■ **Task prompt**
Reproduce the data between the lines containing "trace --target window" and "[[[10,1],[6,0],[6,7],[8,7],[10,5]]]", inclusive, replacing "even-odd" with "nonzero" and leaving everything else unchanged.

■ **Given records**
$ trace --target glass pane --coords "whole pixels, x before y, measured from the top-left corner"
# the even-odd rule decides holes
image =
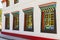
[[[56,33],[56,4],[41,7],[41,32]]]
[[[10,29],[10,14],[5,14],[5,29]]]

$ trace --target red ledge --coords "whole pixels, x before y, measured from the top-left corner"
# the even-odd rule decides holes
[[[51,38],[43,38],[43,37],[29,36],[29,35],[15,34],[15,33],[9,33],[9,32],[1,32],[1,33],[2,34],[5,34],[5,35],[20,37],[20,38],[27,38],[27,39],[30,39],[30,40],[56,40],[56,39],[51,39]]]

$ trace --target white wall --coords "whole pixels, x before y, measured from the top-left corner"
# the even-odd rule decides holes
[[[47,37],[47,38],[54,38],[54,39],[60,39],[60,4],[59,4],[59,1],[56,1],[56,0],[19,0],[19,3],[17,4],[14,4],[13,0],[10,0],[11,3],[10,3],[10,6],[9,7],[5,7],[5,3],[3,3],[3,17],[2,17],[2,31],[5,31],[5,32],[11,32],[11,33],[18,33],[18,34],[25,34],[25,35],[32,35],[32,36],[38,36],[38,37]],[[57,3],[57,8],[56,8],[56,20],[57,20],[57,34],[50,34],[50,33],[41,33],[40,32],[40,28],[41,28],[41,10],[39,8],[38,5],[41,5],[41,4],[45,4],[45,3],[49,3],[49,2],[58,2]],[[29,8],[29,7],[34,7],[34,13],[33,13],[33,16],[34,16],[34,32],[28,32],[28,31],[24,31],[24,12],[22,9],[25,9],[25,8]],[[12,31],[12,22],[13,22],[13,16],[11,14],[11,12],[15,12],[15,11],[19,11],[19,15],[20,15],[20,20],[19,20],[19,31],[16,31],[16,30],[13,30]],[[5,13],[10,13],[10,30],[5,30],[4,28],[4,14]]]

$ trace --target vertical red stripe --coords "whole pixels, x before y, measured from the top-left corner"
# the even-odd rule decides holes
[[[42,12],[42,31],[44,31],[44,12]]]

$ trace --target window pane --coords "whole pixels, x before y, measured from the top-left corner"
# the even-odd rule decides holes
[[[13,13],[13,30],[19,30],[19,12]]]
[[[41,7],[41,32],[56,33],[56,4]]]
[[[33,8],[24,10],[24,13],[25,13],[24,31],[33,31]]]
[[[10,29],[10,14],[5,14],[5,29]]]
[[[16,4],[16,3],[18,3],[19,2],[19,0],[14,0],[14,4]]]
[[[10,1],[6,0],[6,7],[8,7],[10,5]]]

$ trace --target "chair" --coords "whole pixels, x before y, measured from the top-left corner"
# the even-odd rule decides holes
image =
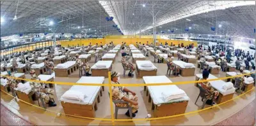
[[[127,94],[128,94],[128,92],[126,92]],[[110,97],[109,92],[108,92],[108,96]],[[130,107],[129,105],[129,102],[126,101],[124,101],[122,100],[113,100],[113,102],[115,104],[115,119],[117,119],[117,114],[118,112],[119,109],[128,109],[129,113],[130,113],[130,118],[131,119],[132,119],[132,108]],[[127,104],[127,107],[118,107],[116,106],[117,104]]]
[[[122,64],[122,66],[123,66],[123,68],[124,68],[124,76],[125,76],[126,71],[129,71],[130,69],[125,69],[125,67],[124,66],[123,64]]]
[[[204,108],[204,106],[205,106],[206,104],[206,101],[209,99],[207,99],[206,97],[206,93],[207,92],[207,91],[206,90],[205,90],[204,88],[203,88],[201,86],[198,85],[198,88],[200,90],[199,92],[199,94],[198,96],[197,97],[197,99],[196,100],[196,102],[195,102],[195,104],[196,104],[196,102],[198,100],[199,97],[201,97],[202,98],[202,101],[203,102],[203,105],[202,106],[202,109]],[[213,102],[212,102],[211,106],[213,106]]]

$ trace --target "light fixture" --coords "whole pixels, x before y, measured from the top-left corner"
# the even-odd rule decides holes
[[[54,24],[54,22],[53,22],[52,21],[51,21],[49,24],[50,24],[50,25],[52,25],[53,24]]]
[[[2,24],[3,22],[4,22],[4,19],[3,17],[1,17],[1,23]]]
[[[17,16],[15,15],[15,16],[14,16],[13,20],[17,20]]]

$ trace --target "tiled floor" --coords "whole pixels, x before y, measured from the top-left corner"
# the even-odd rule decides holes
[[[115,62],[113,64],[113,71],[123,73],[123,68],[120,62],[121,57],[116,58]],[[147,57],[146,60],[150,60],[154,62],[152,56]],[[94,64],[94,58],[92,58],[90,64],[92,66]],[[154,63],[157,67],[157,75],[166,75],[166,64]],[[199,73],[199,69],[196,69],[195,73]],[[166,75],[167,76],[167,75]],[[214,75],[217,77],[225,77],[225,73],[221,72],[219,74]],[[79,80],[78,71],[72,73],[68,78],[56,77],[55,81],[76,82]],[[121,76],[120,83],[143,83],[142,78],[136,77],[129,78]],[[182,77],[167,76],[173,82],[193,81],[195,76]],[[30,78],[29,75],[26,75],[27,78]],[[104,83],[108,83],[108,78],[105,79]],[[58,106],[53,108],[47,108],[48,109],[57,113],[64,113],[61,104],[59,101],[61,96],[65,91],[69,89],[71,86],[55,85],[54,89],[56,90],[55,101]],[[184,90],[190,98],[186,112],[190,112],[200,109],[202,102],[198,101],[195,104],[195,100],[198,95],[199,90],[194,86],[194,83],[187,85],[179,85],[178,87]],[[147,102],[145,94],[142,87],[129,87],[130,90],[135,92],[138,95],[138,103],[140,106],[139,113],[134,118],[145,118],[148,113],[152,114],[150,104]],[[95,112],[96,118],[110,118],[110,103],[109,101],[108,87],[105,87],[103,95],[100,97],[100,102],[98,105],[98,110]],[[235,94],[234,97],[237,95]],[[255,99],[255,94],[252,92],[242,96],[234,101],[231,101],[226,104],[218,106],[204,111],[196,113],[183,116],[162,119],[154,121],[141,121],[141,122],[116,122],[116,125],[214,125],[225,118],[233,115],[234,113],[242,109],[252,101]],[[91,120],[83,118],[78,118],[70,116],[66,116],[61,115],[57,116],[57,113],[40,109],[35,107],[17,102],[11,97],[4,95],[1,93],[1,102],[10,108],[12,111],[21,116],[26,120],[36,125],[112,125],[111,122]],[[37,105],[37,103],[35,102]],[[206,106],[207,107],[207,106]],[[118,111],[118,119],[128,118],[124,115],[127,110]],[[255,111],[255,109],[254,109]]]

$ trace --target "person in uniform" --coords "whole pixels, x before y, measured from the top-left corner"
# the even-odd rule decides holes
[[[40,80],[40,79],[36,75],[34,69],[30,71],[30,75],[31,76],[31,80]],[[56,106],[56,104],[54,103],[53,100],[53,95],[54,94],[54,90],[45,88],[45,83],[40,82],[30,81],[29,85],[30,87],[31,87],[32,91],[36,94],[37,97],[42,98],[45,103],[49,104],[49,107]]]
[[[130,56],[127,56],[126,53],[122,53],[122,59],[121,62],[123,66],[125,67],[125,69],[129,69],[130,71],[129,72],[128,76],[133,76],[133,72],[135,71],[136,68],[133,66],[132,64],[128,62],[128,60],[131,58]]]
[[[114,101],[124,101],[129,103],[129,106],[132,108],[132,117],[136,116],[138,113],[139,106],[138,103],[138,96],[136,94],[124,87],[120,87],[119,74],[116,72],[112,72],[111,74],[111,80],[112,84],[116,84],[111,87],[112,88],[112,99]],[[130,93],[130,94],[129,94]],[[127,107],[127,104],[116,104],[118,107]],[[129,110],[125,113],[125,115],[130,116]]]
[[[80,71],[84,71],[85,74],[84,75],[86,76],[90,76],[92,74],[90,74],[90,69],[91,67],[86,64],[84,64],[84,63],[82,62],[82,60],[79,58],[79,54],[76,54],[76,66],[79,68]]]
[[[209,73],[209,71],[207,69],[205,69],[203,71],[203,78],[200,79],[200,80],[207,80],[209,74],[210,73]],[[201,87],[206,90],[206,97],[208,99],[211,99],[213,101],[217,99],[218,96],[220,94],[220,92],[212,88],[209,81],[201,82],[198,83],[198,86],[200,86]]]

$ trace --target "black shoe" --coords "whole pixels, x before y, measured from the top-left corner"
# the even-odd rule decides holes
[[[130,113],[129,112],[129,110],[125,113],[125,115],[130,117]],[[132,117],[135,117],[136,115],[134,113],[132,113]]]

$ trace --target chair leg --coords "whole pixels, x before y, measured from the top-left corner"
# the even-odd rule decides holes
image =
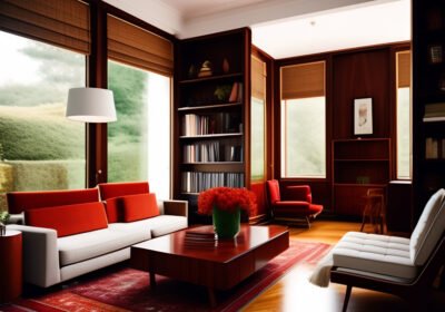
[[[352,285],[346,285],[346,294],[345,294],[345,301],[343,302],[343,312],[346,312],[347,305],[349,303],[349,298],[350,298],[350,292],[353,291]]]

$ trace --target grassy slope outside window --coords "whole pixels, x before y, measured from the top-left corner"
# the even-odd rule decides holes
[[[83,55],[0,31],[0,208],[4,193],[83,188],[85,124],[65,117]]]
[[[118,121],[108,126],[108,181],[148,181],[170,195],[170,78],[108,62]]]
[[[281,176],[326,177],[325,97],[281,100]]]

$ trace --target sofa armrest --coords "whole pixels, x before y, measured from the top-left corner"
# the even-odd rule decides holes
[[[23,280],[41,287],[60,282],[57,232],[52,228],[28,225],[8,225],[22,233]]]
[[[164,201],[164,214],[188,217],[188,202],[175,199]]]
[[[8,224],[24,224],[24,214],[10,214]]]

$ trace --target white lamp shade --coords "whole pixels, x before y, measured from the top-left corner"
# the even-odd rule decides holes
[[[116,121],[112,91],[99,88],[70,89],[68,92],[67,118],[83,123]]]

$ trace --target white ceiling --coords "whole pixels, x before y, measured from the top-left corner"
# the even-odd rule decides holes
[[[250,27],[287,58],[411,39],[409,0],[105,0],[178,38]]]

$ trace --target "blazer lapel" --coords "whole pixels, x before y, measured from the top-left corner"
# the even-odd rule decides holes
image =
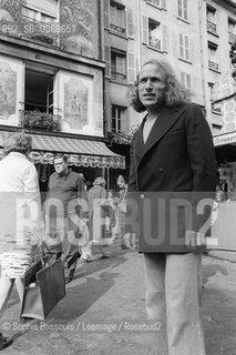
[[[145,122],[145,118],[143,119],[141,125],[140,125],[140,129],[137,131],[137,136],[136,136],[136,142],[135,142],[135,155],[136,155],[136,159],[137,161],[141,160],[142,155],[143,155],[143,152],[145,150],[145,144],[143,142],[143,126],[144,126],[144,122]]]
[[[148,135],[145,144],[143,143],[143,139],[142,139],[142,144],[144,145],[144,150],[143,150],[143,154],[142,154],[141,159],[175,124],[175,122],[181,116],[183,109],[184,109],[183,106],[182,108],[174,108],[174,109],[164,108],[160,112],[155,123],[153,124],[153,128],[150,132],[150,135]],[[143,124],[144,124],[144,122],[143,122]],[[140,130],[140,132],[141,132],[141,134],[143,134],[143,129]]]

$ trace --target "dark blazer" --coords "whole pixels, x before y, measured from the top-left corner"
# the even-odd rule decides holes
[[[174,199],[187,196],[189,203],[194,205],[195,214],[199,200],[211,196],[211,192],[215,191],[217,179],[212,133],[202,110],[193,103],[172,109],[163,106],[145,144],[144,123],[145,118],[131,145],[129,193],[138,192],[136,195],[142,199],[145,195],[163,196],[164,193],[168,201],[173,196]],[[170,217],[171,214],[172,207],[168,206],[165,220],[166,215]],[[165,221],[168,224],[165,229],[165,239],[170,233],[168,217]],[[182,239],[182,245],[185,231],[189,229],[198,232],[208,217],[209,213],[194,215],[193,221],[189,219],[191,225],[187,225],[189,221],[186,223],[186,216],[182,215],[176,229],[176,236]],[[142,220],[141,213],[138,221],[142,223]],[[156,220],[160,221],[160,215]],[[155,230],[155,233],[160,232]],[[141,232],[140,239],[142,237]],[[181,250],[183,251],[183,247]]]

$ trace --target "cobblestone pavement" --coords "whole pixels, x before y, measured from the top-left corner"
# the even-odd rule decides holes
[[[145,317],[142,255],[116,246],[107,253],[78,265],[44,322],[20,322],[13,292],[1,325],[14,342],[1,354],[163,355],[162,323]],[[206,354],[236,355],[236,263],[204,256],[204,284]]]

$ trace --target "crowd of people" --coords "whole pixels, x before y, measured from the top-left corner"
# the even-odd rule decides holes
[[[70,283],[78,260],[92,261],[94,246],[101,258],[107,257],[104,247],[115,240],[124,247],[124,178],[117,179],[119,193],[107,191],[102,176],[85,184],[83,174],[69,168],[66,155],[55,156],[41,205],[38,173],[28,159],[31,149],[30,135],[10,133],[0,162],[0,318],[14,283],[22,302],[23,277],[34,262],[51,264],[61,258],[65,283]],[[0,333],[0,349],[10,343]]]

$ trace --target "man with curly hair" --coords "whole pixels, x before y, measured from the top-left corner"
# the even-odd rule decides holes
[[[146,111],[146,115],[131,144],[129,196],[138,196],[138,206],[152,196],[155,207],[160,195],[170,205],[170,196],[176,203],[191,196],[185,204],[188,210],[191,206],[193,217],[191,222],[185,220],[183,205],[178,223],[173,224],[174,210],[166,204],[166,210],[158,207],[155,223],[148,226],[145,219],[155,211],[140,210],[138,252],[144,255],[147,316],[163,325],[160,354],[205,355],[199,303],[201,252],[206,243],[201,227],[208,219],[211,205],[206,209],[208,214],[204,210],[196,215],[195,202],[202,201],[199,196],[214,195],[216,187],[211,130],[202,109],[186,100],[164,61],[150,60],[142,67],[131,105],[137,112]],[[152,235],[147,239],[148,231]],[[164,243],[158,243],[158,239]]]

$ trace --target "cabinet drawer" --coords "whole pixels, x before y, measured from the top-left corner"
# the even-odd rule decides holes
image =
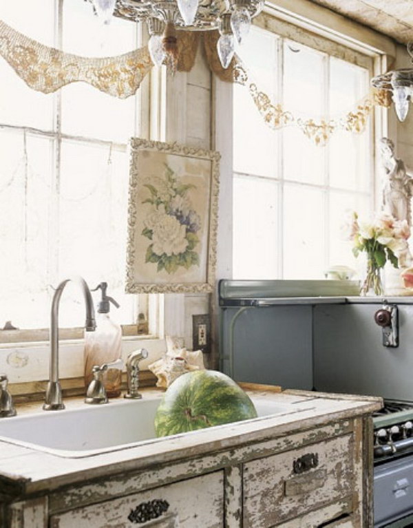
[[[349,496],[346,500],[329,504],[271,528],[356,528],[350,514],[352,507],[352,497]]]
[[[347,434],[245,464],[244,528],[270,528],[350,495],[352,453]]]
[[[51,528],[134,528],[137,526],[142,528],[223,528],[224,472],[189,478],[50,518]]]

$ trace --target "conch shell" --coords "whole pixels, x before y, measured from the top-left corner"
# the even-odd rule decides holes
[[[191,352],[167,336],[167,352],[160,359],[148,366],[158,378],[157,387],[167,388],[179,376],[191,370],[205,368],[202,350]]]

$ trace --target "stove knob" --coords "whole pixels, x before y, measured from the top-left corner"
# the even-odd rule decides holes
[[[388,438],[388,432],[385,429],[379,429],[374,432],[374,443],[376,445],[383,444],[387,442]]]
[[[388,432],[389,434],[389,439],[390,442],[392,442],[394,436],[400,435],[400,427],[399,425],[392,425],[390,429],[388,429]]]
[[[374,321],[379,326],[390,326],[392,322],[392,314],[388,310],[377,310],[374,314]]]
[[[403,439],[410,438],[413,432],[413,423],[411,421],[403,423],[401,426],[401,430],[403,431]]]

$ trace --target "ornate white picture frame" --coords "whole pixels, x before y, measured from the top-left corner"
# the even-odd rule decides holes
[[[127,293],[214,288],[218,152],[130,140]]]

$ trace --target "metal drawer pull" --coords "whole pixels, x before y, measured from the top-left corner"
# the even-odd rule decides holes
[[[127,518],[131,522],[137,525],[147,522],[151,519],[156,519],[168,511],[169,503],[167,500],[155,498],[147,503],[141,503],[135,509],[131,510]]]
[[[293,469],[294,469],[294,473],[299,475],[300,473],[304,473],[306,471],[313,469],[314,467],[317,467],[317,465],[318,454],[308,453],[294,461],[293,463]]]
[[[323,487],[327,480],[326,469],[317,469],[307,475],[297,475],[284,482],[284,495],[293,497],[295,495],[304,495]]]

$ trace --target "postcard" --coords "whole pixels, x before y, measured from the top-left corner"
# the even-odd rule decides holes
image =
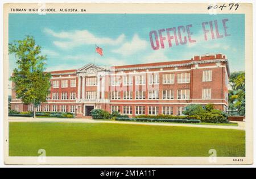
[[[4,156],[253,163],[252,5],[4,5]]]

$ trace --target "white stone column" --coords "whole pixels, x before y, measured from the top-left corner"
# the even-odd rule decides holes
[[[101,80],[101,99],[105,99],[105,75],[102,76]]]
[[[100,94],[101,92],[101,77],[98,74],[97,77],[97,99],[100,99]]]
[[[84,93],[85,93],[85,77],[82,77],[82,99],[84,99]]]
[[[78,91],[77,91],[77,98],[80,99],[81,98],[81,77],[79,76],[79,82],[78,82]]]

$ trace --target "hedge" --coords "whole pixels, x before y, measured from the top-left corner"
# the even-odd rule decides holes
[[[9,114],[9,116],[20,116],[20,117],[32,117],[32,114]]]
[[[135,122],[176,122],[183,123],[199,123],[201,122],[199,119],[153,119],[153,118],[116,118],[116,120],[122,121],[135,121]]]
[[[23,116],[32,117],[33,114],[30,111],[17,112],[13,110],[9,111],[9,116]],[[74,114],[71,113],[61,113],[61,112],[36,112],[36,116],[45,116],[45,117],[55,117],[61,118],[73,118]]]

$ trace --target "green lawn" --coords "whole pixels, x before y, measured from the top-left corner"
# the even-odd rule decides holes
[[[9,155],[245,156],[245,132],[110,123],[10,122]]]

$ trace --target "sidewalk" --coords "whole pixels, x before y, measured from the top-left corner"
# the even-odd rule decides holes
[[[111,121],[104,120],[88,119],[82,118],[32,118],[24,117],[9,117],[9,122],[71,122],[71,123],[117,123],[126,124],[148,125],[148,126],[183,126],[191,127],[201,127],[210,128],[234,129],[238,130],[245,130],[245,124],[243,122],[235,122],[238,123],[238,126],[214,126],[214,125],[200,125],[195,124],[184,123],[150,123],[138,122],[125,121]]]

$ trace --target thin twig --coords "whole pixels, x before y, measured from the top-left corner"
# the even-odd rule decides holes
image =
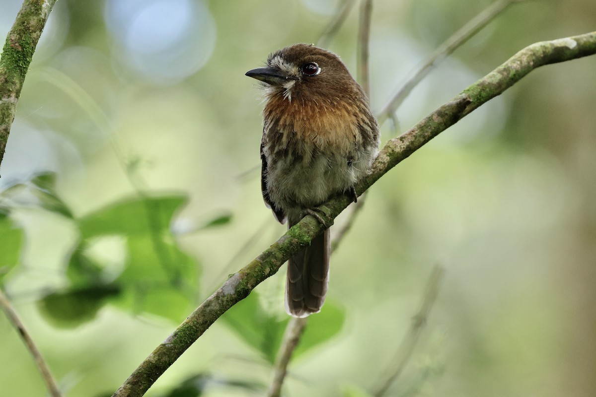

■ **Correct answer**
$ trace --target window pane --coords "whole pixels, x before y, measured from the top-left corner"
# the nonzero rule decides holes
[[[13,13],[13,30],[19,30],[19,12]]]
[[[41,7],[41,32],[56,33],[56,4]]]
[[[33,8],[24,10],[24,13],[25,13],[24,31],[33,31]]]
[[[10,29],[10,14],[5,14],[5,29]]]
[[[16,4],[16,3],[18,3],[19,2],[19,0],[14,0],[14,4]]]
[[[10,1],[6,0],[6,7],[8,7],[10,5]]]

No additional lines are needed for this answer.